Re: Real-time rw-locks (Re: [patch] Real-Time Preemption, -RT-2.6.10-rc2-mm3-V0.7.32-15)

From: Kyle Moffett
Date: Sun Jan 30 2005 - 19:00:39 EST


For anybody who wants a good executive summary of RCU, see these:
http://lse.sourceforge.net/locking/rcupdate.html
http://lse.sourceforge.net/locking/rcu/HOWTO/intro.html#WHATIS

On Jan 30, 2005, at 17:03, Esben Nielsen wrote:
I agree that RCU ought to do the trick in a lot of cases. Unfortunately,
people haven't used RCU in a lot of code but an rwlock. I also like the
idea of rwlocks: Many readers or just one writer.

Well, RCU is nice because as long as there are no processes attempting to
modify the data, the performance is as though there was no locking at all,
which is better than the cacheline-bouncing for rwlock read-acquires,
which must modify the rwlock data every time you acquire. It's only when
you need to modify the data that readers or other writers must repeat
their calculations when they find out that the data's changed. In the
case of a reader and a writer, the performance reduction is the same as a
cmpxchg and the reader redoing their calculations (if necessary).

▸ **PROMPT A**
How many lines of the records contain the string "chair"? Case counts, and give only the number.

▸ **MATERIAL**
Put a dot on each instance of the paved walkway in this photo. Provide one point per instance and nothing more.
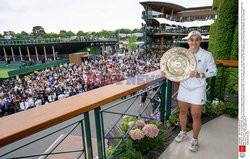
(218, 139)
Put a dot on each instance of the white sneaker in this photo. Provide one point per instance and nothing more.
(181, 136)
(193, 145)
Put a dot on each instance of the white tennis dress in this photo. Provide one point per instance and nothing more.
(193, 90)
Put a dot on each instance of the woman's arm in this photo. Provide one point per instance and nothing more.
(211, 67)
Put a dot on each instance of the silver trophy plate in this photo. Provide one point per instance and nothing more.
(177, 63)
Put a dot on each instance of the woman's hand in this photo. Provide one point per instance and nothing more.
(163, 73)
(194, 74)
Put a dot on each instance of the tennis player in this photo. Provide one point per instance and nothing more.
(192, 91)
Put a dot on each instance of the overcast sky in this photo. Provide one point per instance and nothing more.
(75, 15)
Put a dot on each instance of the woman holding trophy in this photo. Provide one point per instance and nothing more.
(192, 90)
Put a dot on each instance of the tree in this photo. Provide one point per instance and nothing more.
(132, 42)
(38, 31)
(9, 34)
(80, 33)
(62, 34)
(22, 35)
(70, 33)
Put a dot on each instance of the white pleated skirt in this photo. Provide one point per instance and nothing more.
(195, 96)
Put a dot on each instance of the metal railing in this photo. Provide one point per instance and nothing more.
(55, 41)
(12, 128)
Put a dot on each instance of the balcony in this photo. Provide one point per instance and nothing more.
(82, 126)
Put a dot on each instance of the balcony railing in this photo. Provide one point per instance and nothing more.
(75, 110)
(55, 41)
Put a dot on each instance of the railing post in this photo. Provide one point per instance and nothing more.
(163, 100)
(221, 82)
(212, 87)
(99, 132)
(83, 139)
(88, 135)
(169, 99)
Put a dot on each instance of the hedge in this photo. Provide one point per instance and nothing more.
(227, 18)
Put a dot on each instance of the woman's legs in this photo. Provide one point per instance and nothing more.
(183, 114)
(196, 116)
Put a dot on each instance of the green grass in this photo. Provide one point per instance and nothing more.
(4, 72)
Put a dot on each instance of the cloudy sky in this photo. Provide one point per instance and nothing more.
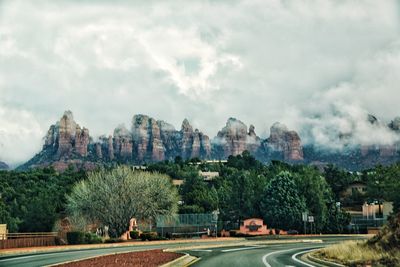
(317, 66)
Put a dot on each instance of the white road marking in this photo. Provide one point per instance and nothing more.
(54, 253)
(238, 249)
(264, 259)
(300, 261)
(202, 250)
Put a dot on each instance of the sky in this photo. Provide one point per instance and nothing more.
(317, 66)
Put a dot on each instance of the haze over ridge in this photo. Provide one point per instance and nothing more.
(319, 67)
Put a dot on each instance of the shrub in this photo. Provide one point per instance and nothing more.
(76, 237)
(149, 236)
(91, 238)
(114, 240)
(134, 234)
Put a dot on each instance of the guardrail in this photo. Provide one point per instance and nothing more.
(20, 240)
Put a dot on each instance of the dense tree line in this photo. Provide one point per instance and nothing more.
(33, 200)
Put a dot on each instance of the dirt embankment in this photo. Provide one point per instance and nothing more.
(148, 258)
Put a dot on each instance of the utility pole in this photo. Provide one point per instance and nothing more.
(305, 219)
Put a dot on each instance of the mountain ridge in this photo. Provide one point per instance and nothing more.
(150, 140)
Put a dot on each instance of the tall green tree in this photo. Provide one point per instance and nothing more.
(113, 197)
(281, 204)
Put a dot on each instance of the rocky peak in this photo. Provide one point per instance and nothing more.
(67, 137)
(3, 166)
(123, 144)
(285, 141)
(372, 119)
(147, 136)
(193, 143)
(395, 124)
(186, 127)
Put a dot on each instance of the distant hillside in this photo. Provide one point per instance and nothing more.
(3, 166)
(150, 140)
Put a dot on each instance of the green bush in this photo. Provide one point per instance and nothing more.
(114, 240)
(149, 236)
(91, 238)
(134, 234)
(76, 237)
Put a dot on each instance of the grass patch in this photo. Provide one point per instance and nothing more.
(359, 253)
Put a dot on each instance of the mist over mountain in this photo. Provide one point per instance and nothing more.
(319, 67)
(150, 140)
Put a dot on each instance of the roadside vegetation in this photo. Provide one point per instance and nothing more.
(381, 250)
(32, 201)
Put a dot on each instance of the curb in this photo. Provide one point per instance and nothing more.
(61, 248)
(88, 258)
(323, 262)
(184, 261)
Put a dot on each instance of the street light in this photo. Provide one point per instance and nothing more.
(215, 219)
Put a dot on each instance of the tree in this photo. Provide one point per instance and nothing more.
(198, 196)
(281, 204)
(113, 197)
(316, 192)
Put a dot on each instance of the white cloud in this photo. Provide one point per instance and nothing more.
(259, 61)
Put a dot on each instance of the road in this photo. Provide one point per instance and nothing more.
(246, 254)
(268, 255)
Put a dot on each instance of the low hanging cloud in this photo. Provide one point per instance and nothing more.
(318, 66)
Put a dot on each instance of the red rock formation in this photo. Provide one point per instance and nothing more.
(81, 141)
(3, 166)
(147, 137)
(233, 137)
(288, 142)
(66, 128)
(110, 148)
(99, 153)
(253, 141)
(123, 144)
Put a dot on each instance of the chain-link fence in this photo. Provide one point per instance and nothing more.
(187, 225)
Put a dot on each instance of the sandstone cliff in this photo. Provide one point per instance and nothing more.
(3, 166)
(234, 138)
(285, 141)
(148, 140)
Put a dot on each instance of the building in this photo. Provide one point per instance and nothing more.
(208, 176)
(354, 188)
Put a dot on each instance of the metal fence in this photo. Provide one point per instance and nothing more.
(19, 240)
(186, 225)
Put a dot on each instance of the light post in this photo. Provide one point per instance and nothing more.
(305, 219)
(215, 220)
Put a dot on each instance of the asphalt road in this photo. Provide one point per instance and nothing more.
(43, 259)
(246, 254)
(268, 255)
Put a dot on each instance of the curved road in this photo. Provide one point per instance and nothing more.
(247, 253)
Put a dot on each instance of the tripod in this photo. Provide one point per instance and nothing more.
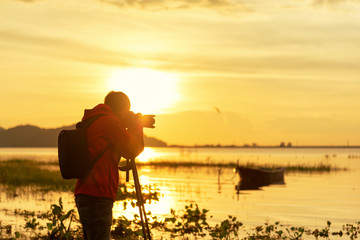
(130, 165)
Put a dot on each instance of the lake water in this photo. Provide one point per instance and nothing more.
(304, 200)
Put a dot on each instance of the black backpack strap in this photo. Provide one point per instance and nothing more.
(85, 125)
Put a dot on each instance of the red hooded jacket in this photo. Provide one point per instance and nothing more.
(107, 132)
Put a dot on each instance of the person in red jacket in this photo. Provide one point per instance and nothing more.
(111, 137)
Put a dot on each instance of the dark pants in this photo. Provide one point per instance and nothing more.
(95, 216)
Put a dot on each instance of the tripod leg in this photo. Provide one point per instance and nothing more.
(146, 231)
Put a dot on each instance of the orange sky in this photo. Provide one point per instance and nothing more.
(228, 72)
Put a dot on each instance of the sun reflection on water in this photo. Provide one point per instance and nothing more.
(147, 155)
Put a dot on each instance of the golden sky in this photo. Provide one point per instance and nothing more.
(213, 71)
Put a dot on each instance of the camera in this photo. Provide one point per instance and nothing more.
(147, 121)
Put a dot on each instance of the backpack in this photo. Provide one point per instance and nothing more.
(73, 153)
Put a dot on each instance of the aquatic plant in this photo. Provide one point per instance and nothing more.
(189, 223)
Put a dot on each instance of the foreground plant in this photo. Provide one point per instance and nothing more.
--
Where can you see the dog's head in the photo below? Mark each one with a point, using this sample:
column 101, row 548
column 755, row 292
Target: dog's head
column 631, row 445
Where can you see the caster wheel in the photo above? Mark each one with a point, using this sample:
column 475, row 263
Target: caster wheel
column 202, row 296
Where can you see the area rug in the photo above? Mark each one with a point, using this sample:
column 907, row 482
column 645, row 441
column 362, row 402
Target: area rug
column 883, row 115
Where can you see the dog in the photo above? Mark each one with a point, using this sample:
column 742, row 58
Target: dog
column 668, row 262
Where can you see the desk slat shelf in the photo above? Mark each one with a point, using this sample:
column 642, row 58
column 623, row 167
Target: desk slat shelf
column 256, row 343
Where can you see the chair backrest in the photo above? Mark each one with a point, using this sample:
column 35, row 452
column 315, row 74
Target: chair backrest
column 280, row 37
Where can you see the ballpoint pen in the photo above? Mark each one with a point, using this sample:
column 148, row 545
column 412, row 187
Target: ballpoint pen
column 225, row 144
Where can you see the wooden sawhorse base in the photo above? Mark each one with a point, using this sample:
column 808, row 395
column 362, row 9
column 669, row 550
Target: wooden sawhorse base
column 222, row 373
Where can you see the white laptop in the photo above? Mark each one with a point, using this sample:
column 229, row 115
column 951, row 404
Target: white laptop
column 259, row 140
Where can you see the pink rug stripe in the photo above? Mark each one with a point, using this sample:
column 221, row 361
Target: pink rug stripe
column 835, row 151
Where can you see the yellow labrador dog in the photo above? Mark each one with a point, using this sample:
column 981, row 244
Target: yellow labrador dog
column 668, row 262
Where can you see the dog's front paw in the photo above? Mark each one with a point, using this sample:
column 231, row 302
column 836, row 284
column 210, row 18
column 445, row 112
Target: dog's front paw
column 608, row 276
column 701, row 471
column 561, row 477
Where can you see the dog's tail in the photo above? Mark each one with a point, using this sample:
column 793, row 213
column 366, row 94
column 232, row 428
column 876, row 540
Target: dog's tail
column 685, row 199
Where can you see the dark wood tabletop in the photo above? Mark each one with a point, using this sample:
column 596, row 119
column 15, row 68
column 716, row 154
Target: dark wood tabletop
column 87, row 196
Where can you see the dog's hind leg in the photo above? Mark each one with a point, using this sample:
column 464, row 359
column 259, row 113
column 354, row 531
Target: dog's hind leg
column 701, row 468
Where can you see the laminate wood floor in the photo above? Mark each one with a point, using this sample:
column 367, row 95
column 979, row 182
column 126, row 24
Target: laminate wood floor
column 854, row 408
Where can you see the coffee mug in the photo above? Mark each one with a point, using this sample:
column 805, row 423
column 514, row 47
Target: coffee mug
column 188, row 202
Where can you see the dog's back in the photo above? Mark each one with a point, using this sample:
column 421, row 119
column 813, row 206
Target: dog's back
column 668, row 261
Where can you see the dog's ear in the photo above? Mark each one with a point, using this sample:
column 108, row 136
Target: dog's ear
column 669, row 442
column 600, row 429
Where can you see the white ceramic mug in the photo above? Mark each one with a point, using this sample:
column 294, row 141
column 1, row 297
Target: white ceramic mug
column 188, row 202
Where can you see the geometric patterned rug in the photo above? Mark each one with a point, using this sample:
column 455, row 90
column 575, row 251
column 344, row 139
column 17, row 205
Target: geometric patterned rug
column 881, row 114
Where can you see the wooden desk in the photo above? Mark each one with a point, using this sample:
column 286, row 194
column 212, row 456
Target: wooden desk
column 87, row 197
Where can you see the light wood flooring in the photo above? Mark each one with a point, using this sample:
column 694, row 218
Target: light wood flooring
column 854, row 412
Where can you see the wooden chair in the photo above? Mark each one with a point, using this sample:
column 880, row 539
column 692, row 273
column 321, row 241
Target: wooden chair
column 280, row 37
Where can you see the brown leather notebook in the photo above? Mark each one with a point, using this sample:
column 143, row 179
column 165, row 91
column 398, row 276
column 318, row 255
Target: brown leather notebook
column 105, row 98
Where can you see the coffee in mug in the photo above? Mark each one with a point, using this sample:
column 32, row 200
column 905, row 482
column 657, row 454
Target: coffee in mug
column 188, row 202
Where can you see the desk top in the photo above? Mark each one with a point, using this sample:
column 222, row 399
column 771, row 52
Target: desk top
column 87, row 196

▸ **PROMPT B**
According to the mailing list reply on real-time rw-locks, what is the performance reduction in the case of a reader and a writer under RCU?

▸ **EXPECTED ANSWER A**
4

▸ **EXPECTED ANSWER B**
It is the same as a cmpxchg plus the reader redoing their calculations, if necessary.